TEXT PROVIDED
I'm sure Ed is a great guy, but one gets the feeling that he's really
looking forward to the 2020 reunion feature of "Sabrina, The Teenage
Witch." But I read this week's column because I was interested to see
if he had any interesting ideas about Being John Malkovich (one
of tomorrow's movies). I live in hope. And while he did like the movie,
he can't seem to have an opinion that doesn't involve a banal comparison
to something irrelevant. But nothing as irrelevant as his bizarre attempt
to paint John Malkovich as a crank because J.M. is not an idiot.
No, I'm not saying that Malkovich is not a crank. Heck, he might be
the biggest ass in the universe. I don't know him, so I can't tell you.
But the story that Margulies tells is one that makes me respect Malkovich
and lose any respect I ever might have had for the cele-journo-hack.
You see, Margulies used to edit Movieline, the glossy US
Magazine wannabe-turned-Entertainment Weekly-wannabe. So, he
starts his story with the inane presumption that somehow celebrities
didn't let being ripped in a publication prevent them from doing interviews
for those same magazines. Uh, hello, Earth to Ed: Ever tango with a
publicist who actually wanted to protect a client from idiocy? You see,
Movieline had proclaimed, in its infinite insight, that Malkovich
couldn't play sexy. He could only play crazy. And they proceeded to
disinclude from any consideration of his work two of his best roles,
Paul Bowles in The Sheltering Sky and Jake, the husband to Andie
MacDowell in The Object of Beauty. What the hell were you
expecting from a serious actor? Thanks? Margulies goes on to tell a
story that Jeff Wells would be embarrassed to print, apparently
thinking he was right when he should be humiliated to admit that he
was so self-invovled as to be that unaware of what was reasonably considered
a trespass by Malkovich. He even includes the comedic "Movieline
cuts deals with no one," which is perhaps as big a lie as has ever been
printed.

REQUIRED ACTIONS
a) Answer these questions using the passage above about Margulies and Malkovich:
(i) Which magazine did Margulies once edit?
(ii) Which film does the passage identify as one of tomorrow's movies?
(iii) What role did Malkovich play in The Object of Beauty?
b) Translate this sentence from the passage about Margulies and Malkovich into Spanish: "I don't know him, so I can't tell you."

Recorded data:
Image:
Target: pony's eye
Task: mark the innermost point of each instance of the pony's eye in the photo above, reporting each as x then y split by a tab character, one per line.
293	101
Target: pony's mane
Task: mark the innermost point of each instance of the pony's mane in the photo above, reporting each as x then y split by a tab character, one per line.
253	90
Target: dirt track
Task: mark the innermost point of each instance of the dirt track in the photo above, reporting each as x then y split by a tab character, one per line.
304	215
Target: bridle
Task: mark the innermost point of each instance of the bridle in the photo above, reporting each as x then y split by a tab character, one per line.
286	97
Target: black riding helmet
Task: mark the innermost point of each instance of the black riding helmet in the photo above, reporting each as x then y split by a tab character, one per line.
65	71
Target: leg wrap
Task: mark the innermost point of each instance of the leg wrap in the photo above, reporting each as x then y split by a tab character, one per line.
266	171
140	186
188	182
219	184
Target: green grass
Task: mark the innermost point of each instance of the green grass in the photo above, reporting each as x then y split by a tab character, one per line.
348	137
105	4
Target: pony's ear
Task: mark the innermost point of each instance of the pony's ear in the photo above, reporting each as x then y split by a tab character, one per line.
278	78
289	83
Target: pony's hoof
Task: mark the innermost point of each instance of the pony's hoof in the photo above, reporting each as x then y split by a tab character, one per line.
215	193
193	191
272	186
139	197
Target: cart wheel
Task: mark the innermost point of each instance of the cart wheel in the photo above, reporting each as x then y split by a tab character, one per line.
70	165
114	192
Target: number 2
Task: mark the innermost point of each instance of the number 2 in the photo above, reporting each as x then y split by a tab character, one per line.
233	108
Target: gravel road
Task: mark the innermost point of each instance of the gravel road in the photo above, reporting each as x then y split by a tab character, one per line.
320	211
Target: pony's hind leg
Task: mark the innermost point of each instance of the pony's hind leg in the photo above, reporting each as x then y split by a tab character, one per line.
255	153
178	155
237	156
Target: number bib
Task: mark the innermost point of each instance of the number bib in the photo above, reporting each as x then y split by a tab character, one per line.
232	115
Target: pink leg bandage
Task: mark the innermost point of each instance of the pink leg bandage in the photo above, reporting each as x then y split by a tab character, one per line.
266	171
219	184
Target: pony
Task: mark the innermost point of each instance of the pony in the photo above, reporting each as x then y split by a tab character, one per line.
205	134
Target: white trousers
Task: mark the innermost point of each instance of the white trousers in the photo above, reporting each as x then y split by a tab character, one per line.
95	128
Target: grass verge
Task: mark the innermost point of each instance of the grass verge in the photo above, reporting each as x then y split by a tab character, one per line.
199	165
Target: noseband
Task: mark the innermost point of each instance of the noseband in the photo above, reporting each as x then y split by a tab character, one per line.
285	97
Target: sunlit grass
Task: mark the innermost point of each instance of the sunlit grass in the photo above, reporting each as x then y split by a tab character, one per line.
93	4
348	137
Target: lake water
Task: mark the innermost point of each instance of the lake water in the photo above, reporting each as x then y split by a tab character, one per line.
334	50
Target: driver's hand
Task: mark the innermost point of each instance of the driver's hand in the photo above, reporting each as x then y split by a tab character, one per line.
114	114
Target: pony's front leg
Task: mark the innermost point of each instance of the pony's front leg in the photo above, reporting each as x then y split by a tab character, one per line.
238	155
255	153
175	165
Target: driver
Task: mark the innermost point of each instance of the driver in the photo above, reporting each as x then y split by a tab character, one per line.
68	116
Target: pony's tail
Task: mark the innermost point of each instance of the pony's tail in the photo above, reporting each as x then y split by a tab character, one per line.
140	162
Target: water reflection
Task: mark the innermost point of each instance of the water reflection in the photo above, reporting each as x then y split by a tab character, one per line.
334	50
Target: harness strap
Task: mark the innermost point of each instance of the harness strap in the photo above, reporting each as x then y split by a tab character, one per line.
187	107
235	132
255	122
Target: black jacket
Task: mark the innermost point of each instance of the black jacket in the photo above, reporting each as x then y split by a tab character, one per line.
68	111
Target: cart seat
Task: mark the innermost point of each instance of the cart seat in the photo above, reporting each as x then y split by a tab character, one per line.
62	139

THE RESULTS
a)
(i) Movieline
(ii) Being John Malkovich
(iii) Jake, the husband to Andie MacDowell

b) No lo conozco, así que no puedo decírtelo.